=== EXERCISE DATA ===

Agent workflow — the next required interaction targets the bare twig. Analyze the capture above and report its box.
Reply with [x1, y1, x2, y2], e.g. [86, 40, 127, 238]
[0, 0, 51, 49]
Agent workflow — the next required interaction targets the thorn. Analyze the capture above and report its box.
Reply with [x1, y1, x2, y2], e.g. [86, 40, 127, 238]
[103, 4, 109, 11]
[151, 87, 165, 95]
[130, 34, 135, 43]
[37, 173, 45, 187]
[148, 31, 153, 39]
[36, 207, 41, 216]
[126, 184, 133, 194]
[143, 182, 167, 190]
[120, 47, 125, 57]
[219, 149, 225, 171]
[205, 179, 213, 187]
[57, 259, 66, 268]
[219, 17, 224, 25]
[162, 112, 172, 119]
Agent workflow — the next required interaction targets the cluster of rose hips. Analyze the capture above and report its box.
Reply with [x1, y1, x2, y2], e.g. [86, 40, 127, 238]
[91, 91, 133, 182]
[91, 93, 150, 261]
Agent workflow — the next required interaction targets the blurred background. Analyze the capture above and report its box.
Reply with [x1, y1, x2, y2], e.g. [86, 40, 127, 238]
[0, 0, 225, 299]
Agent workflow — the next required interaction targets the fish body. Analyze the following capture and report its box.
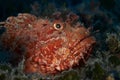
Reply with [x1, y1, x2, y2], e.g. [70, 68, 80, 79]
[0, 13, 95, 75]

===

[PROBLEM DESCRIPTION] In the data above, find the line with "targets the thorn." and the line with "targets the blurred". Retype both, plus every line between them, exactly.

[RESULT OF THIS EXERCISE]
Agent workflow — the next required interaction targets the thorn. Analyze the capture above and report its box.
Reply with [x1, y1, x2, y2], e.g. [86, 40, 127, 238]
[103, 4, 109, 11]
[151, 87, 165, 95]
[130, 34, 135, 43]
[37, 173, 45, 187]
[148, 31, 153, 39]
[36, 207, 41, 216]
[126, 184, 133, 194]
[143, 182, 167, 190]
[120, 47, 125, 57]
[219, 149, 225, 171]
[205, 179, 213, 187]
[57, 259, 66, 268]
[219, 17, 224, 25]
[162, 112, 172, 119]
Agent workflow — the next required interaction targets the cluster of rose hips. Analyze the capture above and report its box.
Reply with [x1, y1, x2, y2], e.g. [86, 40, 127, 238]
[91, 91, 133, 182]
[91, 93, 150, 261]
Agent workflow — the next required interaction targets the blurred background. Analyze the capture above and report its box.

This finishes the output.